## Text passage:

* * * * *

A political prisoner in Russia gains his freedom. Too many others are still waiting.
Rahvusvahelised uudised | 11 Oct 2019  | EWR
  FB   Tweet   Trüki    Comment   E-post
https://www.washingtonpost.com...

 - pics/2019/10/54582_001.jpg
By Vladimir Kara-Murza

Last week, the French mission to the Council of Europe hosted an unusual meeting between a head of state and a prisoner he helped set free. French President Emmanuel Macron, who holds the rotating chairmanship in the Council, Europe’s oldest pan-continental body dedicated to defending human rights, met with Oleg Sentsov, a filmmaker from Crimea who was arrested by the Russian authorities after the annexation of the peninsula in 2014. A military court in the Russian city of Rostov-on-Don handed Sentsov a 20-year prison sentence on bogus charges of “terrorism.” Recognized by Amnesty International as a prisoner of conscience, Sentsov — who held a 145-day hunger strike demanding the release of other Ukrainian hostages (but not himself) — became a cause célèbre, receiving prestigious awards and becoming the focus of advocacy by prominent public, cultural and political figures throughout the world.

Among the heads of state and government, Macron — even as he sought rapprochement with Moscow in other areas — became Sentsov’s most outspoken advocate, personally raising the Ukrainian’s case with Kremlin leader Vladimir Putin on several occasions. This commitment, no doubt, helped bring forward the day Sentsov was freed as part of last month’s prisoner exchange between Russia and Ukraine. “[Sentsov] is here today in Strasbourg, free. . . . Others are still waiting,” Macron told the Council of Europe’s Parliamentary Assembly at its autumn session. “Oleg Sentsov is one of those who think, like [French writer Georges] Bernanos, that the liberty of others is as important as our own.”

Indeed, others are still waiting. According to Memorial, Russia’s most respected human rights group, there are currently 308 political prisoners in the country. The number is admittedly conservative, as it only includes those who fit the strict criteria in the Council of Europe’s Resolution 1900 — but even this figure is shocking for a country that has ratified the European Convention on Human Rights, which expressly prohibits arbitrary arrest and detention.

Among the Kremlin’s political prisoners are journalists, opposition activists, peaceful protesters, adherents of “prohibited” religious groups (such as Jehovah’s Witnesses), and members of “undesirable” political organizations (such as Open Russia.) They include Yuri Dmitriev, a historian who has documented mass burial sites from Stalin-era executions; Alexei Pichugin, the remaining hostage of the “Yukos Affair” now in the 17th year of his sentence for refusing to give false testimony against his former superiors; and Anastasia Shevchenko, a single mother and opposition activist who became the first target of the law against “undesirable organizations.”

The list has swelled in the last few weeks, as the summer protests over the removal of opposition candidates from Moscow’s legislative elections brought harsh prison sentences for several participants. One of them, Konstantin Kotov, was sentenced to four years in prison for “repeated violations” of the law against public demonstrations; the “violations” included a one-man picket and a Facebook post. Another protester, Kirill Zhukov, received a three-year sentence for trying to lift a visor on a policeman’s helmet.

* * * * *

[Coordinate annotation lines]
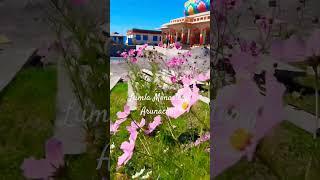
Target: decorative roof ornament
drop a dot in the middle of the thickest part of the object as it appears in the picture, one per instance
(192, 7)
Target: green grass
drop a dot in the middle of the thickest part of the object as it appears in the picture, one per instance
(283, 154)
(27, 112)
(166, 159)
(306, 103)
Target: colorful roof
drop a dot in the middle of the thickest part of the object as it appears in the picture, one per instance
(196, 6)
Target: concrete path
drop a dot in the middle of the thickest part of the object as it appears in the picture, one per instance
(131, 101)
(69, 125)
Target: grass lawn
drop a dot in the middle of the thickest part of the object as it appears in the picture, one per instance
(27, 114)
(307, 102)
(284, 154)
(161, 153)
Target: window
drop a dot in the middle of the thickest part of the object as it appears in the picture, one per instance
(155, 38)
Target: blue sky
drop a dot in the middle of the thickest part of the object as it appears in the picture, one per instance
(144, 14)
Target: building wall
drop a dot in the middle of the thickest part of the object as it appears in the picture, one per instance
(133, 39)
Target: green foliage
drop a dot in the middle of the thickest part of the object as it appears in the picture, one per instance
(27, 103)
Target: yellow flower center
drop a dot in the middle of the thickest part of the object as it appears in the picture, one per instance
(185, 105)
(240, 139)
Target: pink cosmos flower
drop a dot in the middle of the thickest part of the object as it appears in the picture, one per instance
(203, 138)
(243, 116)
(128, 146)
(290, 50)
(47, 167)
(152, 126)
(133, 59)
(244, 62)
(78, 2)
(203, 76)
(175, 62)
(132, 52)
(187, 54)
(134, 127)
(182, 101)
(140, 52)
(125, 113)
(295, 49)
(187, 81)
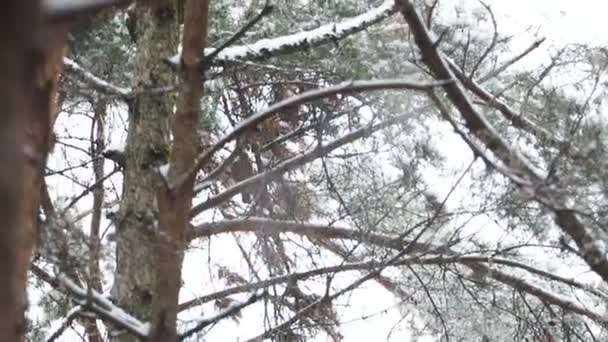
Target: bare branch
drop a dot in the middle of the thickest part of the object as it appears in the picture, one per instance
(267, 48)
(97, 83)
(294, 162)
(95, 302)
(592, 248)
(64, 10)
(208, 59)
(342, 88)
(230, 311)
(70, 317)
(510, 62)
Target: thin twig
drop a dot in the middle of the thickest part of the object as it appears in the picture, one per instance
(342, 88)
(232, 310)
(208, 59)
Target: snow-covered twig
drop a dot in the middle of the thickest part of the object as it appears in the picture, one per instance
(305, 97)
(96, 303)
(265, 48)
(97, 83)
(230, 311)
(237, 35)
(72, 314)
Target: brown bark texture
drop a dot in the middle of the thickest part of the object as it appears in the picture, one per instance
(30, 63)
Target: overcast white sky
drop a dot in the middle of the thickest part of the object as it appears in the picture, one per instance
(561, 21)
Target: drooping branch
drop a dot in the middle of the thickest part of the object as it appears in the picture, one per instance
(478, 264)
(592, 248)
(342, 88)
(328, 33)
(294, 162)
(508, 63)
(95, 82)
(262, 225)
(94, 302)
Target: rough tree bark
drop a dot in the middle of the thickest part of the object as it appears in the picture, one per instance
(29, 67)
(147, 149)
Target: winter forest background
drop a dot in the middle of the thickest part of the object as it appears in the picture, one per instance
(250, 170)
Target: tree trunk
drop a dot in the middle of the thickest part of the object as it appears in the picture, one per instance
(147, 149)
(28, 84)
(175, 204)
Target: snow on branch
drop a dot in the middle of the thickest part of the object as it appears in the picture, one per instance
(552, 198)
(95, 302)
(266, 48)
(97, 83)
(305, 97)
(444, 255)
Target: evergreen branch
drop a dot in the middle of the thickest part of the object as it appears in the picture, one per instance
(305, 97)
(443, 256)
(208, 59)
(95, 302)
(593, 248)
(230, 311)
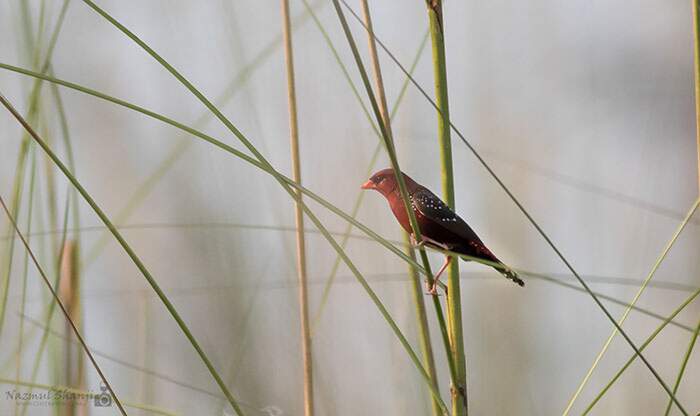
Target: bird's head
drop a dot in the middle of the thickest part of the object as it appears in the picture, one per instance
(385, 182)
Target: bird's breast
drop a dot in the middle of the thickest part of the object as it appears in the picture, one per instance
(399, 210)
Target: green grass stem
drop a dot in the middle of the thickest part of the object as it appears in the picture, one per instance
(628, 309)
(53, 290)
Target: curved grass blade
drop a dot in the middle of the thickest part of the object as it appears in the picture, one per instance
(624, 316)
(526, 213)
(224, 147)
(373, 158)
(282, 180)
(641, 348)
(128, 249)
(183, 144)
(686, 358)
(391, 151)
(416, 287)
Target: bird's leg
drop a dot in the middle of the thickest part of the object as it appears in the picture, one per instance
(417, 244)
(432, 289)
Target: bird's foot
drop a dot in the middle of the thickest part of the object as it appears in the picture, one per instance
(417, 244)
(431, 289)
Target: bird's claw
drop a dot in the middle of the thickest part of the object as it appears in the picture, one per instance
(431, 289)
(417, 244)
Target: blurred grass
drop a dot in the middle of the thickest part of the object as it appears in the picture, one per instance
(51, 288)
(628, 309)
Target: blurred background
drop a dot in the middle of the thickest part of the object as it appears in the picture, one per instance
(584, 108)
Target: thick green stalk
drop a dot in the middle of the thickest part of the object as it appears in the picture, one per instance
(284, 182)
(229, 149)
(373, 159)
(127, 248)
(525, 212)
(454, 293)
(422, 320)
(306, 348)
(424, 334)
(628, 309)
(391, 150)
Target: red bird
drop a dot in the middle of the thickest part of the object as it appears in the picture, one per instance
(439, 226)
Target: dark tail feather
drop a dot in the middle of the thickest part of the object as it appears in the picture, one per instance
(510, 274)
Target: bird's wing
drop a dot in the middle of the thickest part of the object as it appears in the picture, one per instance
(431, 207)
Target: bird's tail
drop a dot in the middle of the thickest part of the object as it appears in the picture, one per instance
(510, 274)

* * * * *

## Problem to solve:
In the article on Russia's political prisoners, why is Memorial's figure of 308 described as conservative? Answer in one to three sentences.

## The reply:
The figure counts only the people who meet the strict criteria in the Council of Europe's Resolution 1900.